◆ Description of the task
Please locate every line in the items below that contains the word "positive" and copy each of those lines in full.

◆ Information supplied
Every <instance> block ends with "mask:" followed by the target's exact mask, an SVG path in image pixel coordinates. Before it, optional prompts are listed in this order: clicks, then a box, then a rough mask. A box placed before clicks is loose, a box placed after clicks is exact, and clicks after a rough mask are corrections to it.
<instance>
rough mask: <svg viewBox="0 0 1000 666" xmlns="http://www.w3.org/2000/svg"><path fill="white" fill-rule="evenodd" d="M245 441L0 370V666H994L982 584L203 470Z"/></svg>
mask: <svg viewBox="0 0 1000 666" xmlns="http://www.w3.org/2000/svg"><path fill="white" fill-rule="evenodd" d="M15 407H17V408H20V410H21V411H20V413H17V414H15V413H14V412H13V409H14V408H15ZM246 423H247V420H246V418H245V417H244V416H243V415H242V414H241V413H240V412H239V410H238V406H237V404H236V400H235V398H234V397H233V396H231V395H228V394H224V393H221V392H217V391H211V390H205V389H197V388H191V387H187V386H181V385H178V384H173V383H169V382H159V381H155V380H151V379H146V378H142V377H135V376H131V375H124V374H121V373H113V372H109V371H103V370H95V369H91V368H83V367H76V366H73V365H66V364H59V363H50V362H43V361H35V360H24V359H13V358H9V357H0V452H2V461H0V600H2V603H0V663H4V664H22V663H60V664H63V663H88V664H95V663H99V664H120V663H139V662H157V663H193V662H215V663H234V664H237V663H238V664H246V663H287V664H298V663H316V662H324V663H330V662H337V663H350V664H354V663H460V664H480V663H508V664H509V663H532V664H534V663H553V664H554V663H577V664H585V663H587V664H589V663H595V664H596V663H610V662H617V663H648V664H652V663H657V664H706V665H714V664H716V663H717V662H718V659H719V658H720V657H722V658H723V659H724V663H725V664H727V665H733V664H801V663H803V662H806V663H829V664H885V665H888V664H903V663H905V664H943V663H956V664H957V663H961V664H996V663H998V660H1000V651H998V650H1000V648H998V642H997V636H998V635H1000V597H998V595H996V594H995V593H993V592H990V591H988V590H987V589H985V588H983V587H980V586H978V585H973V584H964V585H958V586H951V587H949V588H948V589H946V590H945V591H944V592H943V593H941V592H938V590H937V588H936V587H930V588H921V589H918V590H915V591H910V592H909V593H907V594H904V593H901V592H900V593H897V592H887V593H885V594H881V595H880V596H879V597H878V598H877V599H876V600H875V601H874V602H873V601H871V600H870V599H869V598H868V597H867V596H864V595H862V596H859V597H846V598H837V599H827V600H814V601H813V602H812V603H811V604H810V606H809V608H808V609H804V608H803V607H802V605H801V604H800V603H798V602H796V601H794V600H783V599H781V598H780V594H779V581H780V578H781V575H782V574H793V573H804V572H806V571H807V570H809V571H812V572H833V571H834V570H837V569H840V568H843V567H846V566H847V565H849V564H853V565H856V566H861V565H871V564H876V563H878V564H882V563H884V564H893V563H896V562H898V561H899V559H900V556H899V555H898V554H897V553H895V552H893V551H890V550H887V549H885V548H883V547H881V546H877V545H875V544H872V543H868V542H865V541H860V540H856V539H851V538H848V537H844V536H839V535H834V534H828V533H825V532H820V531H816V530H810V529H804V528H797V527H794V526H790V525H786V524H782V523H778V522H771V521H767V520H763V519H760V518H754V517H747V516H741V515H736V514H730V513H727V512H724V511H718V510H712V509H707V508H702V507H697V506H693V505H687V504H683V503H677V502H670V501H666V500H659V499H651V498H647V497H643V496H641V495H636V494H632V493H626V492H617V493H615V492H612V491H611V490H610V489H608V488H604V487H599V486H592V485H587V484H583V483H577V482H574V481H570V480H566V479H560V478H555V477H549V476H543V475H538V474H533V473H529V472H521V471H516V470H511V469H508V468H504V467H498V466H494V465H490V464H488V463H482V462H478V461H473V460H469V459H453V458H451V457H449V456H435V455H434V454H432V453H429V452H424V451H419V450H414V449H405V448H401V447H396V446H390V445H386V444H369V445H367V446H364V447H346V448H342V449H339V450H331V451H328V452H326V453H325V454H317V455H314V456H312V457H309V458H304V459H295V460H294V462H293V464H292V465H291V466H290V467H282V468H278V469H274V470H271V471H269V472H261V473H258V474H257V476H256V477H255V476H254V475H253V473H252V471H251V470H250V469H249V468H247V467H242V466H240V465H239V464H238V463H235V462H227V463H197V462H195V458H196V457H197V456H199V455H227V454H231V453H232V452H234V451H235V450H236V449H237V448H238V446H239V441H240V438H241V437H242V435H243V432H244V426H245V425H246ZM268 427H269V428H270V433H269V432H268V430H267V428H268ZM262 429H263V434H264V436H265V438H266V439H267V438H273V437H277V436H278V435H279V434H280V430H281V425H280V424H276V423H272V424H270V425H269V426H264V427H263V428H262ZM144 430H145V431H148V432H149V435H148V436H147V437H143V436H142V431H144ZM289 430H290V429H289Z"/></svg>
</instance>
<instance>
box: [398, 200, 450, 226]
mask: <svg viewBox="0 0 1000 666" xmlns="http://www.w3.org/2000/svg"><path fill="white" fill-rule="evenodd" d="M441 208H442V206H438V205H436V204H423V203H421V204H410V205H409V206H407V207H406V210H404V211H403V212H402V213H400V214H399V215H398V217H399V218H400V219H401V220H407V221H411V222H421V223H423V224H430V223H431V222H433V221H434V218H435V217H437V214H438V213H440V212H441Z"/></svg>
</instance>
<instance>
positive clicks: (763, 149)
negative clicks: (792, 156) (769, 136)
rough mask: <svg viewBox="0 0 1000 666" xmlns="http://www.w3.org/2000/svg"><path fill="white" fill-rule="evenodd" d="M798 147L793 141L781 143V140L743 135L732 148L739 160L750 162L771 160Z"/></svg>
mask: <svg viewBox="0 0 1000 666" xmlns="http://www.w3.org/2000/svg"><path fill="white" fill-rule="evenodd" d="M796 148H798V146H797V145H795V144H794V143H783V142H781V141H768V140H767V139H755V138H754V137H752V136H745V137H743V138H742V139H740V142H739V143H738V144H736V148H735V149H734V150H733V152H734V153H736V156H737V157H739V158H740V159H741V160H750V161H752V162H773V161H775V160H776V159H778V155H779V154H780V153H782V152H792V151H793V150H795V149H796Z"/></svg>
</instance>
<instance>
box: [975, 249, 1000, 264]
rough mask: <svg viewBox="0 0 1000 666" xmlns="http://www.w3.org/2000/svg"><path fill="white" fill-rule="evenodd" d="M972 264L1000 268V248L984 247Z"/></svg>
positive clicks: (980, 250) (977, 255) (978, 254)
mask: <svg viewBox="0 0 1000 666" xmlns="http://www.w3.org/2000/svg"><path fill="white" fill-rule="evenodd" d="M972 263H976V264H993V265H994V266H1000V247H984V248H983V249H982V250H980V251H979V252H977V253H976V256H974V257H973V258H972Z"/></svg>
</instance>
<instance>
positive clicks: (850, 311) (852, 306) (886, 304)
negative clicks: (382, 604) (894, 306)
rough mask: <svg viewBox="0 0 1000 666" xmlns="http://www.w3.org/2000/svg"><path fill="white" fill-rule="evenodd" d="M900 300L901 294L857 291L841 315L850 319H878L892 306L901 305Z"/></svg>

◆ Written answer
positive clicks: (763, 149)
positive clicks: (980, 250) (977, 255) (978, 254)
positive clicks: (850, 311) (852, 306) (886, 304)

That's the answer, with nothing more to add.